You'd think that after tackling an utter fiasco and coming out on top, a guy
has to have a break or a job that is more fun and along expected lines, or partially
so. Ethan Hunt is no different, and if anyone deserved it, he did. Hey, I'm
not talking about a firefighter or a bomb defuser getting to be the president
of the United States (that appears to be more fun, these days). More like a
spy doing his agency's job than someone else' - a terrorist organization, as
in the first installment of this series that may just about give the audience
a spy that can take on James Bond. That may be the reason that things are so
simple in this edition of M:I, as they like to call the series (it's
on its way to becoming one). But heavens, it is that much more scintillating.
It couldn't be much different with its dynamic director's stamp all over it.

• **DATA FOR ANALYSIS**:
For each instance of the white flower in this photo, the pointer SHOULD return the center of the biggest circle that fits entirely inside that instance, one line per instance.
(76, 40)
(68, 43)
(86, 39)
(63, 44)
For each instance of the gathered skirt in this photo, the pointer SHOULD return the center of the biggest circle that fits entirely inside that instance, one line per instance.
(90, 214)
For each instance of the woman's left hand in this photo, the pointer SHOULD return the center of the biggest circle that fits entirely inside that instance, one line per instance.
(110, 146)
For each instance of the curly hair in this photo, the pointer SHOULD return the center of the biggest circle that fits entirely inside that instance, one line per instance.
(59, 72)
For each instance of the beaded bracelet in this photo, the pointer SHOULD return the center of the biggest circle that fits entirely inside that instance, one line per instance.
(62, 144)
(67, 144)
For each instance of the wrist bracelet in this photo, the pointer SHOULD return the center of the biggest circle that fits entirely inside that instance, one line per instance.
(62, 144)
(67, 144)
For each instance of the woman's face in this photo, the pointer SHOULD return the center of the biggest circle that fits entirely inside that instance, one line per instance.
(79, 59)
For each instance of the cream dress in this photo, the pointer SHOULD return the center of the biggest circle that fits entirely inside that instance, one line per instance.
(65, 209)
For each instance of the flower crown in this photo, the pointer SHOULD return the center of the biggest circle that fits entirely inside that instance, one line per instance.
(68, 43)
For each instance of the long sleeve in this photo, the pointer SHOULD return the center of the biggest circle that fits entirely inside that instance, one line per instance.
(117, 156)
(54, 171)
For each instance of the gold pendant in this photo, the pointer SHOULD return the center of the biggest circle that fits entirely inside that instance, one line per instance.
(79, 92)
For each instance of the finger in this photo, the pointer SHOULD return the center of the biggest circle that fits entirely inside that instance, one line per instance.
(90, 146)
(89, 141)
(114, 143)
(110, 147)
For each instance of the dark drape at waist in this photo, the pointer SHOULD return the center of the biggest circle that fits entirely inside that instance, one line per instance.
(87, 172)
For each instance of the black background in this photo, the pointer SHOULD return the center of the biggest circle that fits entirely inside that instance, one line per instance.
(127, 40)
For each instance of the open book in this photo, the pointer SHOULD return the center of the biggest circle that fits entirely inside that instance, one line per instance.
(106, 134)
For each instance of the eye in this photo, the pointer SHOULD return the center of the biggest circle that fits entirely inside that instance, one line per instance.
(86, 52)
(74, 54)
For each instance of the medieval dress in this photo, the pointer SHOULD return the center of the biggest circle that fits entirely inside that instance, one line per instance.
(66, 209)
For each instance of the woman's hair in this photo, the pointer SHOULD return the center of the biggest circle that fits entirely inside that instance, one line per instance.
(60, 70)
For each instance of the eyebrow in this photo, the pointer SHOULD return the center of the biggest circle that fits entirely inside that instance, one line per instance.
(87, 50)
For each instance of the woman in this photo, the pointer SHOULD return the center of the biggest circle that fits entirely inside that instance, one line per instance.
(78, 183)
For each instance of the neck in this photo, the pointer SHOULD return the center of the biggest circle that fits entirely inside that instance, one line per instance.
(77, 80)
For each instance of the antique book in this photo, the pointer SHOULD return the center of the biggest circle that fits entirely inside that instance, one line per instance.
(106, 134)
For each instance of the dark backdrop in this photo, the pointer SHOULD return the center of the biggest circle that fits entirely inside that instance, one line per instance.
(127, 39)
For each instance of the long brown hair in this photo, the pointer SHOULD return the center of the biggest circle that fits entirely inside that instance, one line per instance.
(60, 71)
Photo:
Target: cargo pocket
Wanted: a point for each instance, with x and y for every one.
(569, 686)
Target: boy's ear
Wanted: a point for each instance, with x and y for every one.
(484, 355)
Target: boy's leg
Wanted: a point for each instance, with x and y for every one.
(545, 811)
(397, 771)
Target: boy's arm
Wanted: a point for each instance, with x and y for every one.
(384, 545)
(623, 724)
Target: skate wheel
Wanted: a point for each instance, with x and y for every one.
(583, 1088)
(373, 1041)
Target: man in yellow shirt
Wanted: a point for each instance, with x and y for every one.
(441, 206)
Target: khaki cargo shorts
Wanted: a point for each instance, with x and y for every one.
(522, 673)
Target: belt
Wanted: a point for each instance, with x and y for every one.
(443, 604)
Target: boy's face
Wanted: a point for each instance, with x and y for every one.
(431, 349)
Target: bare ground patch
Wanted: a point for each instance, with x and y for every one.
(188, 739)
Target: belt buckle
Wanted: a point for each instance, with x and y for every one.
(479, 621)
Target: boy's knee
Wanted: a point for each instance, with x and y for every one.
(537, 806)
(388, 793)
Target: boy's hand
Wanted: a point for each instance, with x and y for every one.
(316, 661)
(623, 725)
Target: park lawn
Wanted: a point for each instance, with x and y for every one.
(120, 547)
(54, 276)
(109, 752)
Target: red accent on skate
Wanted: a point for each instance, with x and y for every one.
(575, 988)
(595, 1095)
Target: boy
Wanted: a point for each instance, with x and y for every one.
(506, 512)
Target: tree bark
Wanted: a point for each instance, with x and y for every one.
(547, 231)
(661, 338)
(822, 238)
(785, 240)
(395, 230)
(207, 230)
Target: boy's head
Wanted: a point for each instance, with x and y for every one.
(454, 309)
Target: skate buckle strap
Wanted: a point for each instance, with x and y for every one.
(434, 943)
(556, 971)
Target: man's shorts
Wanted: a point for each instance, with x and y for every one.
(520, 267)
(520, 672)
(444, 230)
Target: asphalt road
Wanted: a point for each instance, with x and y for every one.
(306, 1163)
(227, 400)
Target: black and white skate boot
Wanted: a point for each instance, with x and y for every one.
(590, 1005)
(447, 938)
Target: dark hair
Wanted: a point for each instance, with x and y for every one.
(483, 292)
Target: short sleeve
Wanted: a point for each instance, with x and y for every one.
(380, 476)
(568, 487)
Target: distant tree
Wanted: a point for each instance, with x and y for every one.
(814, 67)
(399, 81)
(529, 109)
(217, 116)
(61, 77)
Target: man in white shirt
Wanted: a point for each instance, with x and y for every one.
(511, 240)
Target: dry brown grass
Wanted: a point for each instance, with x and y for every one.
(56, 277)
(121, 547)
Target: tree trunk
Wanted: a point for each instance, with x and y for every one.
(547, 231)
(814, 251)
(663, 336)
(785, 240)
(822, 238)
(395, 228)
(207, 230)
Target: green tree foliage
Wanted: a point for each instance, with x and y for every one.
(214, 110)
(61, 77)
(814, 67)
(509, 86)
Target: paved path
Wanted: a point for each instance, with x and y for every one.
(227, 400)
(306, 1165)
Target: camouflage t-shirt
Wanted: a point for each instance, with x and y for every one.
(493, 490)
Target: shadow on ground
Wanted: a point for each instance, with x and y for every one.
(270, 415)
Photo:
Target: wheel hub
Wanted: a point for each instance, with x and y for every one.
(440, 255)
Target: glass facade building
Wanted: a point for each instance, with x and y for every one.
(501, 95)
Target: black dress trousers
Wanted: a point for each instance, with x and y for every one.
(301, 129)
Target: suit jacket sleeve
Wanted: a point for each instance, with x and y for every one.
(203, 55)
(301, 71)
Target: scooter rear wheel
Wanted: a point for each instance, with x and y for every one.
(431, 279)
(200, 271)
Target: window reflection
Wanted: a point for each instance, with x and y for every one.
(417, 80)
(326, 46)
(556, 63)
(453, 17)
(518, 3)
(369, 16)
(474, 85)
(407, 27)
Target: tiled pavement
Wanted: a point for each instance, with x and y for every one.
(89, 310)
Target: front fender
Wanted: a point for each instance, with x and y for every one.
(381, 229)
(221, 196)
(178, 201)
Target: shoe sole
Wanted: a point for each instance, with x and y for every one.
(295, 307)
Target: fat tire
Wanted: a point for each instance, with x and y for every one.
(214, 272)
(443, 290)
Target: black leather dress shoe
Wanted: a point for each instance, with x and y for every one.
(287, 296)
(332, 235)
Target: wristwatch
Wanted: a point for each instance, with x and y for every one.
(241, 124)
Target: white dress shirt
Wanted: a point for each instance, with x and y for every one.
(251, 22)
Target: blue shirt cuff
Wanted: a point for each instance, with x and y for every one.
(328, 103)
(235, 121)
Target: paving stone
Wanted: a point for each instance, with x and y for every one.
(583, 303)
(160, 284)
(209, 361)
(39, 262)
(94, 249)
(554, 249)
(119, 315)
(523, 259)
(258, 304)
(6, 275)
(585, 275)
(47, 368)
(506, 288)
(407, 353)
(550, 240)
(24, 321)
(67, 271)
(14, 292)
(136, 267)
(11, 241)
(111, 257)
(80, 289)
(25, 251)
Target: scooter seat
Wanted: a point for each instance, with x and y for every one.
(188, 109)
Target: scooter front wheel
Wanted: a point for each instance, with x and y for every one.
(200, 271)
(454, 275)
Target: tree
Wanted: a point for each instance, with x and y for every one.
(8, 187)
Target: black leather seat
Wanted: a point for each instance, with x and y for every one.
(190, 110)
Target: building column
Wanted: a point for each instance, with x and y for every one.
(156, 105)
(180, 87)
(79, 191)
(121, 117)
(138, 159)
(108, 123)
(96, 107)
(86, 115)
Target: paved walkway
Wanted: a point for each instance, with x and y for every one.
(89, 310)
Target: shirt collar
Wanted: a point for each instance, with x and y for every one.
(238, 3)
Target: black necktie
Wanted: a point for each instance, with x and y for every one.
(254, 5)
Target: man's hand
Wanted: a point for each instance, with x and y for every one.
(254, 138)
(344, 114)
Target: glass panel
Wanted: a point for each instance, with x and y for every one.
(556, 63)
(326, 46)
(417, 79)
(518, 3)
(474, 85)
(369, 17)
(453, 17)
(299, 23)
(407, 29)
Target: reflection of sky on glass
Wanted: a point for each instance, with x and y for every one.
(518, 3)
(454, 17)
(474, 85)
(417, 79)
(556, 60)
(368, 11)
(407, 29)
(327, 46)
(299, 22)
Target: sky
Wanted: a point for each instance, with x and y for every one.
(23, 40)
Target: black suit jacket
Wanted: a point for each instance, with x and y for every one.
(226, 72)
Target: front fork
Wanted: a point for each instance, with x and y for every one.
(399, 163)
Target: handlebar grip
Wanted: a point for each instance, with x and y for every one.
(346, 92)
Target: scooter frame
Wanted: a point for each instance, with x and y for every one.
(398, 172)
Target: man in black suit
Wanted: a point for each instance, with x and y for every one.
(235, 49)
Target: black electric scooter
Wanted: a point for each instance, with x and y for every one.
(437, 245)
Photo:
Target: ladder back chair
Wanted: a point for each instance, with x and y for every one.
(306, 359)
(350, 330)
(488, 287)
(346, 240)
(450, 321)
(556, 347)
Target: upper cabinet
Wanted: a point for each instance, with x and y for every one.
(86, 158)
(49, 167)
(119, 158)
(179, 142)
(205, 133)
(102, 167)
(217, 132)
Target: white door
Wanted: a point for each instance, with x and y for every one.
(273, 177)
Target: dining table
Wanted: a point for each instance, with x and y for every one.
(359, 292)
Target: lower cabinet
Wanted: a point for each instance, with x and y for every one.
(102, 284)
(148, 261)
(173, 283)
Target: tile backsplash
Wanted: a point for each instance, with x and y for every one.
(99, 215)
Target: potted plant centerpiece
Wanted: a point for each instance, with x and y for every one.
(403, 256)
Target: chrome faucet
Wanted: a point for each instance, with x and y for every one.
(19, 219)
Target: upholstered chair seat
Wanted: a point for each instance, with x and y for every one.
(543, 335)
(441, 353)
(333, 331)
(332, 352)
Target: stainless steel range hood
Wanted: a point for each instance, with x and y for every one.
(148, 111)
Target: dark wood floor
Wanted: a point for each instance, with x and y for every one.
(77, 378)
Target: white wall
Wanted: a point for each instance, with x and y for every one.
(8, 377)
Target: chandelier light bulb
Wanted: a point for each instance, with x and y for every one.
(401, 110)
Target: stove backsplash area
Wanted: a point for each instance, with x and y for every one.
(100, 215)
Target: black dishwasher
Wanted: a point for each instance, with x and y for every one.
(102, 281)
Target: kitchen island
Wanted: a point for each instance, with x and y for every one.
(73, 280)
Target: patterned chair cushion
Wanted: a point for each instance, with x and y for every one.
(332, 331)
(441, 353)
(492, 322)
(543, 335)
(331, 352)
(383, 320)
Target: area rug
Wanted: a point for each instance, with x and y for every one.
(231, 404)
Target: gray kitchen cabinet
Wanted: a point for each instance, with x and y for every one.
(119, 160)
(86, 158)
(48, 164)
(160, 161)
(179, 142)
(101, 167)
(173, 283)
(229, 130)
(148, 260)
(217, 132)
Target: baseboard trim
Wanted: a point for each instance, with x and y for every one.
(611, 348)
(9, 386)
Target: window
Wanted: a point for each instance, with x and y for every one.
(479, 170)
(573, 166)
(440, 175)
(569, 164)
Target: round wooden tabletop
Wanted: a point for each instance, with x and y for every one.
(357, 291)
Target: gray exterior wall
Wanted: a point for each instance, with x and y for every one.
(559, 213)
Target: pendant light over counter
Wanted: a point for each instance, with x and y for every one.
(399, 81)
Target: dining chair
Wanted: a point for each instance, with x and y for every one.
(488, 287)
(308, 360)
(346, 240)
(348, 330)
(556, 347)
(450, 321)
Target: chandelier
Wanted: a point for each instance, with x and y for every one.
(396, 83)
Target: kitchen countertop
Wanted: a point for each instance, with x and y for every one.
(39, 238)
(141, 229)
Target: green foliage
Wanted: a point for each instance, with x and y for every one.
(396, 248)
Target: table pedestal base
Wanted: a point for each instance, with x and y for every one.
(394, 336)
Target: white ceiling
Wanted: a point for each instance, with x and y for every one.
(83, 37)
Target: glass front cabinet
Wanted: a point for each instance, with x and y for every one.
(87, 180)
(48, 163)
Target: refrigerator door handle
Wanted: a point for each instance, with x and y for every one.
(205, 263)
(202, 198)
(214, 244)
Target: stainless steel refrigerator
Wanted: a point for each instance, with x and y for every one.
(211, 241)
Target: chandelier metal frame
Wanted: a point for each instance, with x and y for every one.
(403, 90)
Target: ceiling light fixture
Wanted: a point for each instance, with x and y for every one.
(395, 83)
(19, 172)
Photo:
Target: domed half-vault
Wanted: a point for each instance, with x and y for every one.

• **ACTIVITY**: In the film review above, what short name does the writer say "they like to call the series"?

• **SOLUTION TO THIS PROBLEM**: M:I